--- Datos ---

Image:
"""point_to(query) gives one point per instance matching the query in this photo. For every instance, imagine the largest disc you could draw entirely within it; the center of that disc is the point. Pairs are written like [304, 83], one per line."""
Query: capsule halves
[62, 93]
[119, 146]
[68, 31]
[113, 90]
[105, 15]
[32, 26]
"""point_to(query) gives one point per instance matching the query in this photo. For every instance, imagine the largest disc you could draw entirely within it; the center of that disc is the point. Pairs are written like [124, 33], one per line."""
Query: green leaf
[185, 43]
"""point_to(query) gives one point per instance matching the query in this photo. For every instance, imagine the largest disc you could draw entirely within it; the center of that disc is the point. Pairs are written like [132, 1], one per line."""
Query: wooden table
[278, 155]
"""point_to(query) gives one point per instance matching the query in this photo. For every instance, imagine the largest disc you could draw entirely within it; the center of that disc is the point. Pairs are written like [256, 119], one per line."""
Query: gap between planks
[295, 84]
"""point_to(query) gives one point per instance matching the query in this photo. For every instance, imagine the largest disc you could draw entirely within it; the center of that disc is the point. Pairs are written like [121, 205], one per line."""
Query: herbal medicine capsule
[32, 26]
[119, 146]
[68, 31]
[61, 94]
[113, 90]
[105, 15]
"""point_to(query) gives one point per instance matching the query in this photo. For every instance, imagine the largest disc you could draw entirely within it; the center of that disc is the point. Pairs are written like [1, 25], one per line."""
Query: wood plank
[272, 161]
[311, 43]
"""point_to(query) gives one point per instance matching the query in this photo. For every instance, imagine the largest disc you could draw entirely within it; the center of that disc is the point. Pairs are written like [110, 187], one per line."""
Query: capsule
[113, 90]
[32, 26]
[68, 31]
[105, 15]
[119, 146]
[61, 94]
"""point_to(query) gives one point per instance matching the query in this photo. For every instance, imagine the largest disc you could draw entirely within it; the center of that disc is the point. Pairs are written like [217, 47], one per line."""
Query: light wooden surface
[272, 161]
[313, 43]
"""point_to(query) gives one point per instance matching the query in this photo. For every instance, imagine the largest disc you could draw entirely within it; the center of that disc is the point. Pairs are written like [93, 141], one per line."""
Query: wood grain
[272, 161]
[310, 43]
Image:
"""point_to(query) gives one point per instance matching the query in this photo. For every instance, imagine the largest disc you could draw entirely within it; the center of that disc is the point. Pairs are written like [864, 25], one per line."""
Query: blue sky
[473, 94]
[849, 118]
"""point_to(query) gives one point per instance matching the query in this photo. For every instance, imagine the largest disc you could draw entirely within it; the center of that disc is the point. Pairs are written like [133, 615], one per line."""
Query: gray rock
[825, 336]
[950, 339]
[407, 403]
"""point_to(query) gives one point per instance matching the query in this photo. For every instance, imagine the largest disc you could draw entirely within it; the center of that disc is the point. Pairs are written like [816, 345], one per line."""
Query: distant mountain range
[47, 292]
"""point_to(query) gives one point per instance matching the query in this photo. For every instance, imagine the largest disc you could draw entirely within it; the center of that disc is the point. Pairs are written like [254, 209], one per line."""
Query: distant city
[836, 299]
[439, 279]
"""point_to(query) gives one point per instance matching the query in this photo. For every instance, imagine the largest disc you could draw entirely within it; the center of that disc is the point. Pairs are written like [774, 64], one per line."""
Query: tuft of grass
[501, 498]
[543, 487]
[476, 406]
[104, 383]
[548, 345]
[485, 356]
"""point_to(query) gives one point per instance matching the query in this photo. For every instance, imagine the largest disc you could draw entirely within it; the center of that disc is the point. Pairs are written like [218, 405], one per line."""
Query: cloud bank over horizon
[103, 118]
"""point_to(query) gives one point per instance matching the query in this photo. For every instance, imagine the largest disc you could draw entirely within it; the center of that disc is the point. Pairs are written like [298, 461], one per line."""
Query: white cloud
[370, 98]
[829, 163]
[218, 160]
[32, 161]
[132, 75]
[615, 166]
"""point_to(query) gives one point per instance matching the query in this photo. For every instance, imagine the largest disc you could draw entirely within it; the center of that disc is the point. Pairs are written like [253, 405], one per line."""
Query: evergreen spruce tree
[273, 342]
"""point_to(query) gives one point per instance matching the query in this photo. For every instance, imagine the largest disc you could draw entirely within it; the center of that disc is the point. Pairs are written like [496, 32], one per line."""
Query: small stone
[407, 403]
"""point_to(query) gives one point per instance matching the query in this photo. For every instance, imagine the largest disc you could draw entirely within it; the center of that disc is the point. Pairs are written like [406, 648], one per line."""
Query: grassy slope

---

▶ [Instrucción]
Pasa a una lista numerada todas las líneas de las entradas de arriba, sin las líneas en blanco.

▶ [Respuesta]
1. Image:
2. """point_to(query) gives one point per instance matching the query in this photo. For every instance, imagine the largest disc you could draw entirely within it; the center of that disc is the point. Pairs are written like [304, 83], one per line."""
3. Query: capsule halves
4. [62, 93]
5. [119, 146]
6. [68, 31]
7. [113, 90]
8. [105, 15]
9. [32, 26]
10. """point_to(query) gives one point per instance matching the query in this photo. For every instance, imagine the largest disc you could draw entirely within it; the center of that disc is the point. Pairs are written like [124, 33], one per line."""
11. Query: green leaf
12. [185, 43]
13. """point_to(query) gives one point per instance matching the query in this photo. For every instance, imagine the largest disc you could draw entirely within it; the center of that disc is the point. Pairs are written like [132, 1], one per line."""
14. Query: wooden table
15. [278, 155]
16. """point_to(query) gives one point per instance matching the query in this photo. For every instance, imagine the largest disc you could draw entirely within it; the center of that disc is the point. Pairs are written like [256, 119], one per line."""
17. Query: gap between planks
18. [295, 84]
19. """point_to(query) gives one point per instance matching the query in this photo. For every instance, imagine the largest disc you could draw entirely within it; the center of that disc is the point. Pairs are written like [121, 205], one per line."""
20. Query: herbal medicine capsule
21. [32, 26]
22. [119, 146]
23. [68, 31]
24. [61, 94]
25. [113, 90]
26. [105, 15]
27. """point_to(query) gives one point per instance matching the query in this photo. For every instance, imagine the largest disc you could draw entirely within it; the center of that disc is the point. Pairs are written like [1, 25], one per line."""
28. Query: wood plank
29. [272, 161]
30. [311, 43]
31. """point_to(query) gives one point per instance matching the query in this photo. For every instance, imagine the largest disc you could draw entirely within it; the center of that disc is the point. Pairs are written like [110, 187], one per line."""
32. Query: capsule
33. [113, 90]
34. [32, 26]
35. [68, 31]
36. [105, 15]
37. [119, 146]
38. [61, 94]
39. """point_to(query) gives one point per instance matching the query in this photo. For every instance, imagine the largest disc you could draw entirely within it; the center of that disc is the point. Pairs are written like [217, 47], one per line."""
40. Query: light wooden surface
41. [272, 161]
42. [313, 43]
43. """point_to(query) gives one point per instance matching the query in this photo. For every instance, imagine the largest disc you could draw entirely within it; the center of that disc is the point. Pairs are written like [93, 141], one per line."""
44. Query: wood grain
45. [272, 161]
46. [310, 43]
47. Image:
48. """point_to(query) gives one point per instance matching the query in this photo. For every instance, imagine the largest disc you could draw entirely within it; the center of that disc is the point. Pairs are written like [864, 25], one per line."""
49. Query: blue sky
50. [473, 94]
51. [849, 118]
52. """point_to(query) gives one point per instance matching the query in this photo. For every instance, imagine the largest disc you could draw entirely within it; the center of that disc is the point. Pairs are written like [133, 615], one per line."""
53. Query: gray rock
54. [825, 336]
55. [950, 339]
56. [407, 403]
57. """point_to(query) gives one point per instance matching the query in this photo. For every instance, imagine the largest disc you could draw entirely within it; the center of that disc is the point. Pairs are written like [816, 345], one per line."""
58. Query: distant mountain range
59. [47, 292]
60. """point_to(query) gives one point per instance matching the query in this photo. For every instance, imagine the largest disc you could draw entirely within it; the center of that disc is the point. Pairs are written like [254, 209], one per line."""
61. Query: distant city
62. [836, 299]
63. [439, 279]
64. """point_to(query) gives one point per instance matching the query in this photo. For every instance, imagine the largest disc you could draw entirely within it; the center of that disc is the point. Pairs are written like [774, 64], one per line."""
65. Query: tuft of grass
66. [501, 498]
67. [543, 487]
68. [476, 406]
69. [104, 383]
70. [548, 345]
71. [485, 356]
72. """point_to(query) gives one point per instance matching the query in this photo. For every instance, imagine the largest disc you could draw entirely within it; the center of that disc is the point. Pairs are written like [218, 405], one per line."""
73. Query: cloud bank over horizon
74. [103, 118]
75. """point_to(query) gives one point per instance matching the query in this photo. For every instance, imagine the largest disc you could draw entirely within it; the center of that disc is the point. Pairs are written like [298, 461], one per line."""
76. Query: white cloud
77. [370, 98]
78. [829, 163]
79. [218, 160]
80. [32, 161]
81. [132, 75]
82. [615, 166]
83. """point_to(query) gives one point per instance matching the query in this photo. For every instance, imagine the largest disc you could draw entirely within it; the center of that disc is the point. Pairs are written like [253, 405], one per line."""
84. Query: evergreen spruce tree
85. [273, 342]
86. """point_to(query) gives one point per instance matching the query in this photo. For every instance, imagine the largest disc you could draw entirely within it; the center of that disc is the point. Pairs are written like [496, 32], one per line."""
87. Query: small stone
88. [407, 403]
89. """point_to(query) gives one point per instance matching the query in this photo. For every instance, imagine the largest disc you could draw entirely within it; the center of that disc is the point. Pairs are written like [406, 648], one per line."""
90. Query: grassy slope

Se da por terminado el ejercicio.